(Task requirements)
- A) In the pseudocode for sub_1112F30, what size does the header comment give for the function?
- B) Continue the reconstructed pseudocode for the per-module compilation driver from its last line.

Reconstructed Pseudocode for `sub_1112F30`

// sub_1112F30 -- per-module compilation driver
// Address: 0x1112F30, Size: 65,018 bytes
// Parameters:
//   a1 = compilation driver context (opaque struct, ~1300 bytes)
//   a2 = PTX module descriptor (parsed PTX representation)
// Returns: 0 on success

int ptxas_compile_module(CompilerCtx *ctx, PtxModule *mod) {

    // ---- Phase 1: Query cache configuration options ----
    bool def_load_cache   = option_get_bool(ctx->option_map, "def-load-cache");
    bool force_load_cache = option_get_bool(ctx->option_map, "force-load-cache");
    bool def_store_cache  = option_get_bool(ctx->option_map, "def-store-cache");
    bool force_store_cache= option_get_bool(ctx->option_map, "force-store-cache");

    // ---- Phase 2: Cancellation check ----
    if (ctx->cancel_flag) {
        if (ctx->cancel_callback(ctx->cancel_handle, ctx->cancel_arg) == 1)
            longjmp_to_error_handler();
    }

    // ---- Phase 3: Timing infrastructure ----
    timing_gate_start(ctx);   // sub_45CCD0 on a1+128/a1+144
    if (ctx->high_res_timing)
        ctx->wall_start = get_hires_time();  // sub_44EF30

    // ---- Phase 4: Register per-instruction and per-function callbacks ----
    list_foreach(ctx->instr_callbacks, per_instr_callback, ctx);   // sub_1108860
    list_foreach(ctx->func_callbacks, per_func_callback, ctx);     // sub_1101EB0
    ptx_version_table_init(mod);       // sub_12B30E0
    ptx_version_table_validate(mod);   // sub_12B31D0

    // ---- Phase 5: SM version validation ----
    unsigned sm_module, sm_max;
    sscanf(mod->target_string, "%*[^0-9]%d", &sm_module);
    sscanf(ctx->max_sm_string, "%*[^0-9]%d", &sm_max);
    if (sm_max < sm_module)
        fatal_error(ERR_SM_MISMATCH);

    if (mod->ptx_version_flag) {
        if (!ptx_version_compatible(sm_max, sm_module))  // sub_12A8360
            fatal_error(ERR_PTX_VERSION);
        if (!ctx->allow_unsupported_sm)
            fatal_error(ERR_UNSUPPORTED_SM, mod->target_string, ctx->max_sm_string);
    }

    // ---- Phase 6: Select codegen callback pair based on mode flags ----
    CodegenInitFn   init_fn;
    CodegenBeginFn  begin_fn;

    if (ctx->compile_only || ctx->assyscall || ctx->tools_patch) {
        init_fn  = compile_only_init;     // sub_110CD20
        begin_fn = compile_only_begin;    // sub_11089E0
    } else if (ctx->ewp_mode) {
        if (ctx->device_debug) {
            init_fn  = compile_only_init;     // sub_110CD20
            begin_fn = compile_only_begin;    // sub_11089E0
        } else {
            init_fn  = ewp_init;              // sub_110D110
            begin_fn = ewp_begin;             // sub_1107F10
        }
    } else {
        begin_fn = standard_begin;            // sub_1109180
        if (ctx->ewp_flag)

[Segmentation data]
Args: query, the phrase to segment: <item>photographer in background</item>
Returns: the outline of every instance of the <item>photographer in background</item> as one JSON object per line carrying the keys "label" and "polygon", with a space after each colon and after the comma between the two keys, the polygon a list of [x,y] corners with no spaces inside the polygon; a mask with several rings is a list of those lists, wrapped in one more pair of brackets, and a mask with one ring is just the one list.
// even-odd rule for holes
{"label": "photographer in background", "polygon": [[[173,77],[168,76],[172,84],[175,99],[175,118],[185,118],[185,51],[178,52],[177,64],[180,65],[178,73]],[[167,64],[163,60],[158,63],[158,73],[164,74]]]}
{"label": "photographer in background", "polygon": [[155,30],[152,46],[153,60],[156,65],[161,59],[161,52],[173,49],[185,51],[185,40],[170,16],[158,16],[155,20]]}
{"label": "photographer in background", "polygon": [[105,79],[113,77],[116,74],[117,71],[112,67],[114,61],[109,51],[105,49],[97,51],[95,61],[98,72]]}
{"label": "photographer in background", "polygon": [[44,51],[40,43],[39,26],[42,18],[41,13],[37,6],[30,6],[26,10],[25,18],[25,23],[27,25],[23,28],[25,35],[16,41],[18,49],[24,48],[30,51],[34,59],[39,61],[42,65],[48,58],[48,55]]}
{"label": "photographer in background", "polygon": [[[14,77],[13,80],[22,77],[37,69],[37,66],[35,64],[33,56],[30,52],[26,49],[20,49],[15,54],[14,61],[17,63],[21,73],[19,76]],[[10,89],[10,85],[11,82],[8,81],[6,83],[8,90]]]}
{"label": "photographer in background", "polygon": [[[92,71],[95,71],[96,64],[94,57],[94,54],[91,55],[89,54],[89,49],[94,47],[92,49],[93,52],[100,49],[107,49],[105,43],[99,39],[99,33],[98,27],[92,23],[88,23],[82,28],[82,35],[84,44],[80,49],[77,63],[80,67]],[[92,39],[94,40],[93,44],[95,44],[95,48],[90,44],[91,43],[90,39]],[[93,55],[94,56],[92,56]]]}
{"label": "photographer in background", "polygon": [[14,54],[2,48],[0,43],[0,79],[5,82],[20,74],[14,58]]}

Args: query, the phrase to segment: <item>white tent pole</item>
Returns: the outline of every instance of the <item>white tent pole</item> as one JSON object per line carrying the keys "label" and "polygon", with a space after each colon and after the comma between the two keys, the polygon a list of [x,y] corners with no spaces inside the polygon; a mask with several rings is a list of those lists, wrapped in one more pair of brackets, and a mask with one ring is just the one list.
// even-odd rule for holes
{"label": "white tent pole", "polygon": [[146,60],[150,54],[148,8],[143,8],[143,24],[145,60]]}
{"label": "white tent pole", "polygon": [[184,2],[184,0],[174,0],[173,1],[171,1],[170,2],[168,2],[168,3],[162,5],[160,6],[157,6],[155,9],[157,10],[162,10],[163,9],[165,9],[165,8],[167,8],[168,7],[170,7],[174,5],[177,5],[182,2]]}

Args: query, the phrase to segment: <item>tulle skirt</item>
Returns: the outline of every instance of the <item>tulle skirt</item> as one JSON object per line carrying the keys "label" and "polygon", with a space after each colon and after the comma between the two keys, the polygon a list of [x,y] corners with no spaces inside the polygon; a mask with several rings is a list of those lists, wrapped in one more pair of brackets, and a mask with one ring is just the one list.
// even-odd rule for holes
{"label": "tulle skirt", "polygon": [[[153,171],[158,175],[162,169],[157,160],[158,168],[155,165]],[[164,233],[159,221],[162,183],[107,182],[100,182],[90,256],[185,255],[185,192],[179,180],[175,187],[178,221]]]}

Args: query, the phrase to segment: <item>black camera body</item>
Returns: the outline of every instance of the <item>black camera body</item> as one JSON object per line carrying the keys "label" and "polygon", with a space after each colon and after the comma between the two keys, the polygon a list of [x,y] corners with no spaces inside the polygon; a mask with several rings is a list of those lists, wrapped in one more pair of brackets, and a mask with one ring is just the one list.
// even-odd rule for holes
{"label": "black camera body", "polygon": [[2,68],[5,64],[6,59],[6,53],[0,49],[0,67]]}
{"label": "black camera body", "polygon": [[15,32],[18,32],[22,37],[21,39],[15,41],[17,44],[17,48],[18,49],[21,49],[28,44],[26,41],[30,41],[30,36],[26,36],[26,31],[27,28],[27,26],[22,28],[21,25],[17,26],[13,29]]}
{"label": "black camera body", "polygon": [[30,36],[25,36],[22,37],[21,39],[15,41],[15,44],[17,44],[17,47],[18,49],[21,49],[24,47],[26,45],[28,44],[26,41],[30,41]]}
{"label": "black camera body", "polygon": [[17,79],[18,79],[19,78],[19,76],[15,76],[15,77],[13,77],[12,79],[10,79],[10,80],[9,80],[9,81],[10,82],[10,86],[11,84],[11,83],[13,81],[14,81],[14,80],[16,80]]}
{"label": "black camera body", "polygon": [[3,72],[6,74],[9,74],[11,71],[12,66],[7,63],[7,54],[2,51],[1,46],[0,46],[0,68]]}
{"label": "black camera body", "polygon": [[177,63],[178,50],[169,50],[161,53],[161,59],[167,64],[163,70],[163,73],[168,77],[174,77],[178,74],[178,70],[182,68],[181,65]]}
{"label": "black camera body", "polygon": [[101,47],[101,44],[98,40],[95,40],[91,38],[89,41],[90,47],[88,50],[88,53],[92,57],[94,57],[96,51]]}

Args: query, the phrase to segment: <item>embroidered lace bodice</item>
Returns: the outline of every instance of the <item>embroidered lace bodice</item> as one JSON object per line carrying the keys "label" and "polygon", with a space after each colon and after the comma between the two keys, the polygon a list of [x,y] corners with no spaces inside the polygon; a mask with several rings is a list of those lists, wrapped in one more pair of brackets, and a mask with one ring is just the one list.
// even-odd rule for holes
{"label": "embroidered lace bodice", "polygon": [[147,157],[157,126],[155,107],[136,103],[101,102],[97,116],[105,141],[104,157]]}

(Exercise responses)
- A) 65,018 bytes

- B)
            init_fn = standard_init_ewp;      // sub_110CBA0
        else
            init_fn = standard_init;          // sub_110D0B0
    }

    // ---- Phase 7: Emit PTX dummy entry if no explicit entries ----
    if (!mod->entry_list && !ctx->assyscall && !ctx->tools_patch) {
        saved_flag = mod->flag_236;
        if (output_is_memory(ctx->func_callbacks)) {
            ptx_emit_entry_inline("__cuda_dummy_entry__", ptx_header_text, mod);
        } else {
            char *path = get_output_path(ctx->func_callbacks);
            FILE *fp = fopen(path, "w");
            if (mod->ptx_version_str)
                fprintf(fp, "\t.version %s\n", mod->ptx_version_str);
            if (mod->target_str)
                fprintf(fp, "\t.target  %s\n", mod->target_str);
            fprintf(fp, "\t.entry __cuda_dummy_entry__ { ret; }\n");
            fclose(fp);
            ptx_parse_file(path, mod);
        }
        mod->flag_236 = saved_flag;  // restore flag modified by parse
    }

    // ---- Phase 8-9: Compilation flags, warnings, compatibility ----
    if (ctx->tools_patch) {
        if (mod->alloc_textures)  warn("Allocating additional textures");
        if (mod->alloc_surfaces)  warn("Allocating additional surfaces");
        if (mod->alloc_samplers)  warn("Allocating additional samplers");
        if (mod->alloc_constants) warn("Allocating additional constants");
        ctx->fast_compile = 0;
    }

    ctx->abi_mode = 0;
    if (ctx->ewp_mode)  ctx->ewp_mode = 0;   // one-shot
    if (mod->has_entry_funcs || mod->has_extern_funcs) {
        if (ctx->fast_compile)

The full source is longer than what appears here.